■ Instructions to follow: Return only this: the line with "woman's neck, once" and all the lines that follow it below, through the final one, exactly as they are.

++++

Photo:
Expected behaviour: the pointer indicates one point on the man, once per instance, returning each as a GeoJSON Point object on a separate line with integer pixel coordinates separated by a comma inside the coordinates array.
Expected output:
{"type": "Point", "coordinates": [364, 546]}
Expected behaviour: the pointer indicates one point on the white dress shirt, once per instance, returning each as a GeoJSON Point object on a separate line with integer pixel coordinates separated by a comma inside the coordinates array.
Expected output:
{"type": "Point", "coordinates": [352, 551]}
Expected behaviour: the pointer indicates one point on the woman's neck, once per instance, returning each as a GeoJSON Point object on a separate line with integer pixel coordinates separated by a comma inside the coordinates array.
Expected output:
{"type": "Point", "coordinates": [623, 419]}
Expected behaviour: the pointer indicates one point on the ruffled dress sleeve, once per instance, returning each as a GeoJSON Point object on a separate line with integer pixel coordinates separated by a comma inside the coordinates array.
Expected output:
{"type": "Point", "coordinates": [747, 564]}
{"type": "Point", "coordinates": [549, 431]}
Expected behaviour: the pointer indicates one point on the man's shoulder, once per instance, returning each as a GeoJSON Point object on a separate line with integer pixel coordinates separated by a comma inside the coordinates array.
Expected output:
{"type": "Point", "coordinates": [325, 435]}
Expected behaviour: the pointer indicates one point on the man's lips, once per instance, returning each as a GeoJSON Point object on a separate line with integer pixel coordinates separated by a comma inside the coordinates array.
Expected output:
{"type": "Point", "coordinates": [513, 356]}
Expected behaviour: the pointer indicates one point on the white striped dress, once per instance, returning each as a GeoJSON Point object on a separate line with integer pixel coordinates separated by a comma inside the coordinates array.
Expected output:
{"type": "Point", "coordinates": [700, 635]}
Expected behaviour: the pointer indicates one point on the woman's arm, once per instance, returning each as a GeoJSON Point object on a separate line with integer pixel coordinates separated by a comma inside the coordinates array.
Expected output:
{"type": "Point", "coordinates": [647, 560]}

++++

■ Result of the task:
Expected behaviour: the pointer indicates one point on the woman's neck, once per instance, returning each as a GeoJSON Point object on a separate line with integer pixel coordinates separated by a comma inside the coordinates array.
Expected output:
{"type": "Point", "coordinates": [623, 419]}
Expected behaviour: the pointer indicates one point on the ruffled dress sleeve, once per instance, returning each as a GeoJSON Point object on a separate line with integer pixel coordinates separated by a comma inside the coordinates array.
Expected output:
{"type": "Point", "coordinates": [747, 564]}
{"type": "Point", "coordinates": [549, 431]}
Expected behaviour: the pointer indicates one point on the man's shoulder, once per instance, returning each as a GeoJSON Point object on a separate line with integer pixel coordinates separated by a comma inside the coordinates array.
Expected output:
{"type": "Point", "coordinates": [325, 435]}
Expected behaviour: the pointer indicates one point on the man's lips, once per instance, returning each as a GeoJSON Point object on a separate line with integer pixel coordinates separated by a comma inside the coordinates array.
Expected output:
{"type": "Point", "coordinates": [513, 356]}
Expected behaviour: the pointer indicates one point on the white striped dress, once per instance, returning each as a GeoJSON Point object on a separate line with integer pixel coordinates separated by a comma inside the coordinates array.
Expected output:
{"type": "Point", "coordinates": [700, 635]}
Expected behaviour: the pointer indicates one point on the woman's arm, once per instance, returning each as a GeoJSON Point object on a separate line with integer pixel coordinates separated by a comma inside the coordinates array.
Expected output:
{"type": "Point", "coordinates": [647, 560]}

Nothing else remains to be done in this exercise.